SET TASK: Locate the line that contains "[point-request]" in the data that follows. Copy it and every subsequent line to the end, exactly, excluding pictures.

TASK INPUTS:
_ _ _ _
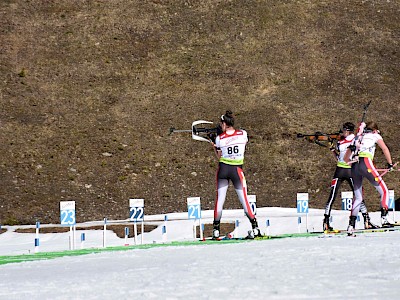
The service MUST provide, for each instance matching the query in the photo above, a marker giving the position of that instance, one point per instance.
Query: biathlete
(229, 147)
(343, 173)
(361, 156)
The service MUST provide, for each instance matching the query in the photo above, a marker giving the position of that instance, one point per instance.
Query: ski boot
(352, 225)
(384, 218)
(325, 225)
(216, 226)
(367, 222)
(255, 231)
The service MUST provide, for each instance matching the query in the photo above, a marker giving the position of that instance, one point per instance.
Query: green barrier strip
(7, 259)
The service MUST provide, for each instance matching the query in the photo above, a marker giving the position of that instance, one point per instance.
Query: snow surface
(362, 267)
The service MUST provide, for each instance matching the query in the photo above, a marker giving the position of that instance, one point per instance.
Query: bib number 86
(233, 150)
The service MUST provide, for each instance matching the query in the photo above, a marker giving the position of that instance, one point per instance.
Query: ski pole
(387, 170)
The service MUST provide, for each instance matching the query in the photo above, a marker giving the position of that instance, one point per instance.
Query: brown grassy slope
(89, 90)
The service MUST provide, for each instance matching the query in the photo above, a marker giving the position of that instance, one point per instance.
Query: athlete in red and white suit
(230, 148)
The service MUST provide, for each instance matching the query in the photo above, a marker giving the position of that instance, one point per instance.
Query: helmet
(348, 126)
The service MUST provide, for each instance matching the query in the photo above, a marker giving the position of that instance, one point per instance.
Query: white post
(71, 247)
(235, 232)
(298, 224)
(268, 224)
(142, 234)
(135, 232)
(307, 222)
(74, 237)
(194, 229)
(83, 238)
(201, 229)
(126, 236)
(37, 242)
(164, 229)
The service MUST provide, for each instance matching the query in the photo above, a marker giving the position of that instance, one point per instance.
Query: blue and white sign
(194, 209)
(302, 203)
(67, 213)
(136, 210)
(347, 200)
(252, 202)
(391, 203)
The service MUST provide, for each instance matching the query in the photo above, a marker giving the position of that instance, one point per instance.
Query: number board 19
(302, 203)
(136, 210)
(67, 213)
(194, 209)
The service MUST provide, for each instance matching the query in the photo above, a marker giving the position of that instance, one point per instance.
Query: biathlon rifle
(201, 131)
(320, 138)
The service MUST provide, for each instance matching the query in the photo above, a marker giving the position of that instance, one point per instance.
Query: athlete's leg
(335, 185)
(222, 188)
(239, 182)
(376, 180)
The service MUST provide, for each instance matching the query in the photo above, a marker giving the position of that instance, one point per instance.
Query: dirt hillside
(89, 90)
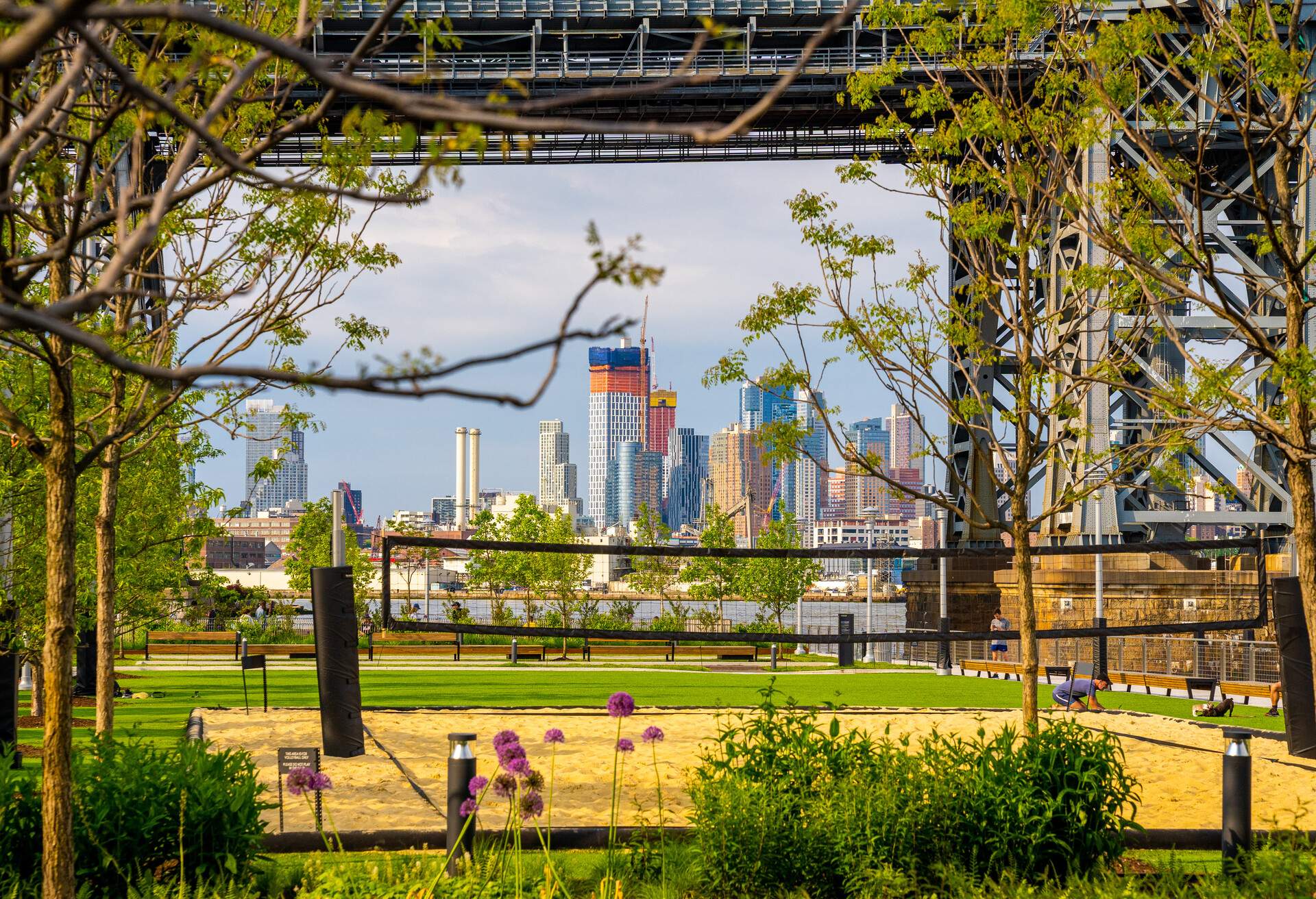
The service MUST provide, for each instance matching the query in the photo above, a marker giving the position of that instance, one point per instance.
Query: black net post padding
(1295, 667)
(337, 670)
(386, 593)
(86, 682)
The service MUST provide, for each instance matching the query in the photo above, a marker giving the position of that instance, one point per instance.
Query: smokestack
(460, 494)
(476, 471)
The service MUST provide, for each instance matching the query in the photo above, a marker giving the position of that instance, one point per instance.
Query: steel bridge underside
(565, 49)
(548, 49)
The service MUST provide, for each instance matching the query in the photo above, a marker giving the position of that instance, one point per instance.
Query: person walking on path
(998, 647)
(1276, 689)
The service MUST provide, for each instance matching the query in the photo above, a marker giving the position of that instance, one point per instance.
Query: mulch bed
(33, 722)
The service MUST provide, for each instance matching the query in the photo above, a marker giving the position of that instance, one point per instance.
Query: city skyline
(399, 452)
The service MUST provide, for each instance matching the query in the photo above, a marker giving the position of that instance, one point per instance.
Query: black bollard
(1236, 797)
(461, 769)
(844, 649)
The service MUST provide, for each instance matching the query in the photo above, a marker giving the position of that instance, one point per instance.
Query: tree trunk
(1027, 624)
(106, 580)
(60, 464)
(1300, 487)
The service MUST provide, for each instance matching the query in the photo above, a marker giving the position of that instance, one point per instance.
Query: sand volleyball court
(1177, 763)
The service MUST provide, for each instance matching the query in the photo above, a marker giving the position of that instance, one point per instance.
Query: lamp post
(944, 621)
(869, 514)
(1099, 644)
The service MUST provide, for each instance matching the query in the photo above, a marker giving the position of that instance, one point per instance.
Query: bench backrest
(193, 636)
(416, 637)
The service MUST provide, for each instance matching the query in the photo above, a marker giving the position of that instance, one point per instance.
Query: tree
(310, 548)
(411, 561)
(489, 567)
(655, 576)
(777, 584)
(559, 576)
(715, 580)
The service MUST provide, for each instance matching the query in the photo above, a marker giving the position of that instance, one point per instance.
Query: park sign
(291, 760)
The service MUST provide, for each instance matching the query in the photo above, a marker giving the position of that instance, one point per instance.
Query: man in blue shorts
(1080, 694)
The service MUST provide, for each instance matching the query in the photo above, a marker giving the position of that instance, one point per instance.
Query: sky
(494, 262)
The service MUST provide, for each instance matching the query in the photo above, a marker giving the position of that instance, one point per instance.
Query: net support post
(461, 769)
(944, 647)
(1236, 799)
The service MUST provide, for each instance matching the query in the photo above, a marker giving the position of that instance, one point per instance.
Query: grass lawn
(164, 717)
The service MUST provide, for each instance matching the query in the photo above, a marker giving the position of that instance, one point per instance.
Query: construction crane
(644, 399)
(777, 494)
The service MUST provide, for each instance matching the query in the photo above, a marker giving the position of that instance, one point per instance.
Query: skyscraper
(557, 471)
(806, 477)
(741, 480)
(635, 480)
(350, 503)
(619, 391)
(872, 436)
(687, 470)
(270, 439)
(905, 441)
(662, 419)
(761, 406)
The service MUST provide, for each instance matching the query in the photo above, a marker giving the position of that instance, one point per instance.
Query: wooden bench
(412, 644)
(723, 652)
(1168, 682)
(289, 650)
(984, 666)
(653, 648)
(531, 652)
(191, 643)
(1245, 689)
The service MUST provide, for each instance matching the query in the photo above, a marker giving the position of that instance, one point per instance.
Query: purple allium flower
(299, 781)
(620, 704)
(510, 752)
(532, 806)
(504, 785)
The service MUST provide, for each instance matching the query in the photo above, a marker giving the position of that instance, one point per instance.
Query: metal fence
(1224, 660)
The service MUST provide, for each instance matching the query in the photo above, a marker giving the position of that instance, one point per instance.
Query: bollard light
(1236, 797)
(461, 769)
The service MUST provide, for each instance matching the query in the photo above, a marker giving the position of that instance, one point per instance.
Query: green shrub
(141, 810)
(782, 802)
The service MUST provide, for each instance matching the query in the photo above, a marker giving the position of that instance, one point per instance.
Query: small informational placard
(290, 760)
(299, 757)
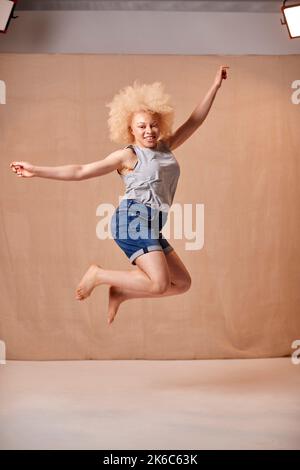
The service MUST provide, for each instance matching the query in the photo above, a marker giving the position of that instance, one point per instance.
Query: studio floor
(195, 404)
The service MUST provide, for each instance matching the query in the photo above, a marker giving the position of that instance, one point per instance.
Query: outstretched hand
(23, 169)
(221, 75)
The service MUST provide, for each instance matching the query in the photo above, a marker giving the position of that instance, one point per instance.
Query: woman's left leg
(180, 283)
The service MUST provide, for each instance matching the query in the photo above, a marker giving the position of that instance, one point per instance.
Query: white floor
(201, 404)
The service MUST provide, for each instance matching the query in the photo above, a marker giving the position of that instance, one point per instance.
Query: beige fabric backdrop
(242, 165)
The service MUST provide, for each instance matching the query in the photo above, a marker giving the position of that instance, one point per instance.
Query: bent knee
(160, 287)
(185, 284)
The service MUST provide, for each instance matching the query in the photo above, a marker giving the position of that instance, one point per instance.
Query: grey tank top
(154, 179)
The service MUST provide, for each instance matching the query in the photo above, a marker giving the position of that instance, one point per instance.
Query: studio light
(291, 15)
(6, 13)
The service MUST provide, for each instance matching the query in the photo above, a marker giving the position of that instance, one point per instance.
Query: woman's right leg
(154, 278)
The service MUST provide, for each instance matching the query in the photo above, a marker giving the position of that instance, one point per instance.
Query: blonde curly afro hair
(136, 98)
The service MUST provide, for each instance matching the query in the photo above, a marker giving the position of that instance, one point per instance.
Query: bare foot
(90, 280)
(115, 298)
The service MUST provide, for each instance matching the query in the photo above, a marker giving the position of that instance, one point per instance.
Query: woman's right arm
(73, 172)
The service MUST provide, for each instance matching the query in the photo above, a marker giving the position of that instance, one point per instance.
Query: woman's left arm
(200, 112)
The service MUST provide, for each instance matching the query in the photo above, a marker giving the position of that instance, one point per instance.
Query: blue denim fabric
(136, 228)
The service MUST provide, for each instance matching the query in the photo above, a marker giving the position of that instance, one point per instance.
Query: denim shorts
(136, 228)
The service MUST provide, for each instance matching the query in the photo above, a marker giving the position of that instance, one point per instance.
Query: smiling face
(145, 129)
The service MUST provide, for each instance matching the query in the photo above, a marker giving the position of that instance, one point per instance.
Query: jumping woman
(141, 117)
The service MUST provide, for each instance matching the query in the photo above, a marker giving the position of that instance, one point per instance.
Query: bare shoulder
(168, 142)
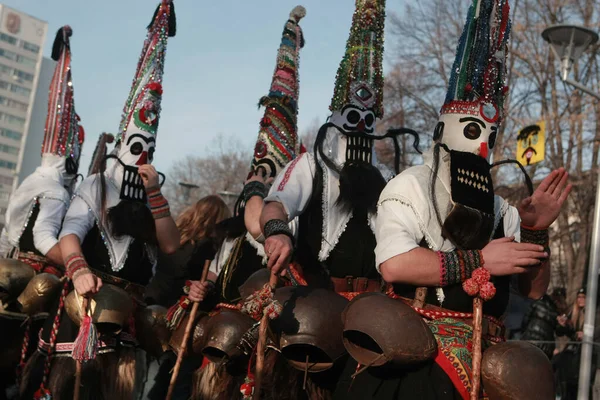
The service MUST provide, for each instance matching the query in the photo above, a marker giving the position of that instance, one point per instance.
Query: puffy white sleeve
(217, 263)
(397, 230)
(79, 220)
(512, 223)
(398, 227)
(293, 186)
(47, 224)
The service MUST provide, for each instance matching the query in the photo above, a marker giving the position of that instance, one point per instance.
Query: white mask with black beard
(136, 149)
(467, 133)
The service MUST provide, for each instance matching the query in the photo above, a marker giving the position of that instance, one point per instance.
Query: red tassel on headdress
(247, 388)
(177, 312)
(86, 344)
(42, 394)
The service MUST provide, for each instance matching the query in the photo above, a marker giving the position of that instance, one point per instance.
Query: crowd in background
(557, 329)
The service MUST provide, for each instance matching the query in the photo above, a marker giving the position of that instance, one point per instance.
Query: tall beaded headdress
(63, 135)
(359, 79)
(143, 104)
(477, 81)
(278, 142)
(98, 158)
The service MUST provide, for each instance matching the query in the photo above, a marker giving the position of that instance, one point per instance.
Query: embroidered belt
(356, 285)
(37, 262)
(138, 292)
(492, 328)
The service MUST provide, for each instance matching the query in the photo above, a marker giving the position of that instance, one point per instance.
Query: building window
(8, 54)
(20, 90)
(9, 149)
(11, 119)
(26, 76)
(10, 103)
(8, 39)
(7, 164)
(10, 134)
(30, 62)
(34, 48)
(17, 105)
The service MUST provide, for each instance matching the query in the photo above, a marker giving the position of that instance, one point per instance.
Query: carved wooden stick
(78, 363)
(477, 328)
(260, 346)
(186, 336)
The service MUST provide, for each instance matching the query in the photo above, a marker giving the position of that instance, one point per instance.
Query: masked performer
(109, 239)
(242, 253)
(439, 222)
(34, 217)
(36, 210)
(334, 192)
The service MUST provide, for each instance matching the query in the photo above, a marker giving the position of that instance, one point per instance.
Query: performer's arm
(166, 229)
(537, 213)
(4, 244)
(255, 190)
(288, 198)
(401, 260)
(46, 228)
(78, 222)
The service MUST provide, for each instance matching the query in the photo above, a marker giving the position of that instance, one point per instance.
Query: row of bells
(316, 328)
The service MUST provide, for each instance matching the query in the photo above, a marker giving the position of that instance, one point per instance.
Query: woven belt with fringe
(37, 262)
(491, 327)
(138, 292)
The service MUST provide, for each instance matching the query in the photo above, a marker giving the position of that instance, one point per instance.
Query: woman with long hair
(200, 239)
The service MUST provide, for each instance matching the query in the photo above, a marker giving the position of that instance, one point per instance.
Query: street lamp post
(568, 43)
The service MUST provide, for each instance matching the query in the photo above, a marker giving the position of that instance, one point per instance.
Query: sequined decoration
(149, 71)
(478, 78)
(277, 142)
(62, 135)
(360, 75)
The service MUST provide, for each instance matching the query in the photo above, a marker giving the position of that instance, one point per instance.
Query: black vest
(353, 255)
(137, 268)
(457, 300)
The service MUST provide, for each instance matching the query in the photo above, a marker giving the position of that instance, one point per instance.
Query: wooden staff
(260, 346)
(477, 328)
(186, 336)
(78, 363)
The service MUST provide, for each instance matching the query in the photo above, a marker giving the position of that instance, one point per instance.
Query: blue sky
(217, 67)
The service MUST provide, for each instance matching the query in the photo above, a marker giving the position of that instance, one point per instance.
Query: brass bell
(378, 329)
(517, 371)
(310, 327)
(110, 308)
(177, 335)
(223, 334)
(39, 294)
(14, 277)
(151, 329)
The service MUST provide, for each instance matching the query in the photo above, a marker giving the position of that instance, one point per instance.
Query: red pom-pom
(471, 287)
(155, 87)
(247, 389)
(42, 394)
(487, 291)
(481, 276)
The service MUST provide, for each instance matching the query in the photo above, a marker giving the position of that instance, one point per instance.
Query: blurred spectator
(566, 363)
(541, 322)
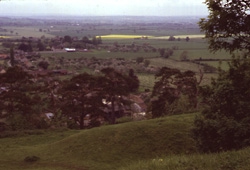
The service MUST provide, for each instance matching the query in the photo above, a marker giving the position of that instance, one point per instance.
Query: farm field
(163, 143)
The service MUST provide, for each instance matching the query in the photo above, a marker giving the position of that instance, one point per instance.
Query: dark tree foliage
(81, 97)
(228, 25)
(40, 46)
(12, 57)
(67, 38)
(19, 100)
(225, 123)
(43, 64)
(114, 87)
(171, 85)
(25, 47)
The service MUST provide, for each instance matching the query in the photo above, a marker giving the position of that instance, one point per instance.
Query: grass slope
(235, 160)
(107, 147)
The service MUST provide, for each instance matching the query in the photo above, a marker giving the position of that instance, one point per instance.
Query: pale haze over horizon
(103, 7)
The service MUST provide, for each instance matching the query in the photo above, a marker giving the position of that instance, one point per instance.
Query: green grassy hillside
(159, 144)
(107, 147)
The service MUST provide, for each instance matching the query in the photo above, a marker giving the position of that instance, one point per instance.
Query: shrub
(225, 123)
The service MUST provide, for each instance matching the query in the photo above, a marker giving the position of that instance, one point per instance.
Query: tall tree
(171, 85)
(12, 57)
(115, 87)
(224, 124)
(18, 103)
(228, 25)
(81, 97)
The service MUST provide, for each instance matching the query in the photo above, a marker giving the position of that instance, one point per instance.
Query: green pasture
(106, 147)
(26, 32)
(162, 144)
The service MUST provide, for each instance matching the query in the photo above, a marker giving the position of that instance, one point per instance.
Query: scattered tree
(228, 25)
(172, 84)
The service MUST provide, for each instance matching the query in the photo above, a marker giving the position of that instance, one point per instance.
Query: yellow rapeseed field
(120, 36)
(4, 37)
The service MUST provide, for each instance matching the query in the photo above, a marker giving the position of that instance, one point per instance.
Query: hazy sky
(103, 7)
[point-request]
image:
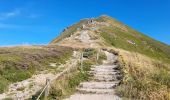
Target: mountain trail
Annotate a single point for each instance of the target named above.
(101, 87)
(25, 89)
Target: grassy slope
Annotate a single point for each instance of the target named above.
(143, 44)
(70, 30)
(146, 76)
(20, 63)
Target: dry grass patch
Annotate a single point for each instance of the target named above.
(144, 78)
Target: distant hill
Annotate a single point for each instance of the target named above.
(115, 34)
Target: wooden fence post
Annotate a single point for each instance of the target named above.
(81, 62)
(47, 88)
_ _ _ _
THE SOLUTION:
[point-request]
image:
Target: mountain trail
Annotate a single point for each instance of the target named above.
(101, 87)
(25, 89)
Target: grassy slope
Annotate a single point for each instance of the target named above.
(143, 44)
(70, 30)
(146, 76)
(20, 63)
Target: dry grass patch
Annotate a single point for each instance of the target named above.
(144, 78)
Target: distant hill
Annotate a single point for each instance of the target named above.
(115, 34)
Target: wooden fence post
Annotate a single point for each instance of the target named above.
(81, 62)
(47, 88)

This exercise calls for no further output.